• _Tarea escrita A_
Transcribe, por favor, el pasaje del extracto que va desde «Después de todo, ¿qué» hasta «tanto, consigo misma.».
• _Tarea escrita B_
Responde brevemente, con base en el extracto:
(i) ¿Qué significa existir según la cita de Heidegger?
(ii) ¿Qué nombre recibe el estar allende el ente en su totalidad?
(iii) ¿De qué es origen la nada?

• _Extracto seleccionado_
· · · · · · ·

Después de todo, ¿qué hemos podido decir del ser? Bien poco. Pero ¿acaso no es ese «bien poco» lo suficiente para evitar decir demsiado? Según Heidegger, «existir (ex-sistir) significa estar sosteniéndose dentro de la nada. Sosteniéndose dentro de la nada, la existencia está siempre más allá del ente en su totalidad. A este estar allende el ente en su totalidad es a lo que nosotros llamamos trascendencia. Si la existencia no fuese en la última raíz de su esencia un trascender, es decir, si de antemano no estuviera sostenida dentro de la nada, jamás podría entrar en relación con el ente ni, por tanto, consigo misma.
Con esto hemos obtenido ya la respuesta a la pregunta acerca de la nada. La nada no es objeto ni ente alguno. La nada no se presenta por sí sola, ni junta con el ente, al cual, por así decirlo, adheriría. La nada es la posibilidad de la patencia del ente como tal ente para la existencia humana. La nada no nos proporciona el concepto contrario al ente, sino que pertenece originariamente a la esencia del ser mismo. En el ser del ente acontece el anonadar de la nada. La nada es el origen de la negación y no al revés. Al quebrantar así el poder del entendimiento en esta cuestión acerca de la nada y el ser, hemos decidido al mismo tiempo la suerte de la soberanía de la ‘lógica’ dentro de la filosofía. La idea misma de la ‘lógica’ se disuelve en el torbellino de un interrogante más radical.

· · · · · · ·

[Datos de anotación por puntos]
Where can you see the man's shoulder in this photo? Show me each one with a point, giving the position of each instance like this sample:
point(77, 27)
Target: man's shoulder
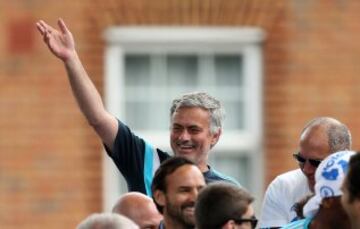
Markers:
point(212, 176)
point(290, 178)
point(299, 224)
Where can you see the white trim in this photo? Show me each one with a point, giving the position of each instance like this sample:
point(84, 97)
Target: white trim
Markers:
point(183, 35)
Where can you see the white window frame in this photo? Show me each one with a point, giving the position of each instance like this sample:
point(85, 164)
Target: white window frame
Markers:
point(212, 40)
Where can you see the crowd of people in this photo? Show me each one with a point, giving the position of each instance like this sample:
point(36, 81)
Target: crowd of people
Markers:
point(184, 191)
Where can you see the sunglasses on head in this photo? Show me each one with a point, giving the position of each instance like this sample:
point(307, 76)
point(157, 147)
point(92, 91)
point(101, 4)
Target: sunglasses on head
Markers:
point(302, 160)
point(252, 221)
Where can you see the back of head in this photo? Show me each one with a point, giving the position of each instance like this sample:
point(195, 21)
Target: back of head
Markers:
point(107, 221)
point(338, 135)
point(139, 208)
point(166, 168)
point(204, 101)
point(130, 202)
point(219, 202)
point(329, 177)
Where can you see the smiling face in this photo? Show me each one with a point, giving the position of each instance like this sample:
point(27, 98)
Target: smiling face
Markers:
point(191, 136)
point(182, 188)
point(313, 145)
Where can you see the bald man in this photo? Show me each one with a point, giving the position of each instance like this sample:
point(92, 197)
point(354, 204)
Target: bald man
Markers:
point(139, 208)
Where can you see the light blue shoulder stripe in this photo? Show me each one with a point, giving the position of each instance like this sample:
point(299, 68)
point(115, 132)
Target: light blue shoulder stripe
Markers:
point(231, 179)
point(148, 168)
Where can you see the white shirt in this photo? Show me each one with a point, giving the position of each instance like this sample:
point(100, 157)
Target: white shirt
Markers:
point(281, 195)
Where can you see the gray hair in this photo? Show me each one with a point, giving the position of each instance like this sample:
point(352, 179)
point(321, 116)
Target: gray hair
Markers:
point(107, 221)
point(339, 136)
point(204, 101)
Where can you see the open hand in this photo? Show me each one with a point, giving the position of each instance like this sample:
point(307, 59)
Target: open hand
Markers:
point(60, 42)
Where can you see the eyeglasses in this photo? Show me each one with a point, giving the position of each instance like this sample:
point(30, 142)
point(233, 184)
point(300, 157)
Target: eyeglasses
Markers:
point(302, 160)
point(252, 221)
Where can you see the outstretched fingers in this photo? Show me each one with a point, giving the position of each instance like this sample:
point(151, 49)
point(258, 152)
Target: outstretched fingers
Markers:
point(62, 26)
point(40, 26)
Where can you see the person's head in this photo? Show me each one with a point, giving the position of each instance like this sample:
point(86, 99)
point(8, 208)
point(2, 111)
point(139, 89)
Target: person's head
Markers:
point(106, 221)
point(329, 178)
point(139, 208)
point(223, 205)
point(196, 125)
point(319, 138)
point(351, 189)
point(175, 189)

· · · · · · ·

• _Respuesta final A_
Después de todo, ¿qué hemos podido decir del ser? Bien poco. Pero ¿acaso no es ese «bien poco» lo suficiente para evitar decir demsiado? Según Heidegger, «existir (ex-sistir) significa estar sosteniéndose dentro de la nada. Sosteniéndose dentro de la nada, la existencia está siempre más allá del ente en su totalidad. A este estar allende el ente en su totalidad es a lo que nosotros llamamos trascendencia. Si la existencia no fuese en la última raíz de su esencia un trascender, es decir, si de antemano no estuviera sostenida dentro de la nada, jamás podría entrar en relación con el ente ni, por tanto, consigo misma.

• _Respuesta final B_
(i) Estar sosteniéndose dentro de la nada.
(ii) Trascendencia.
(iii) De la negación.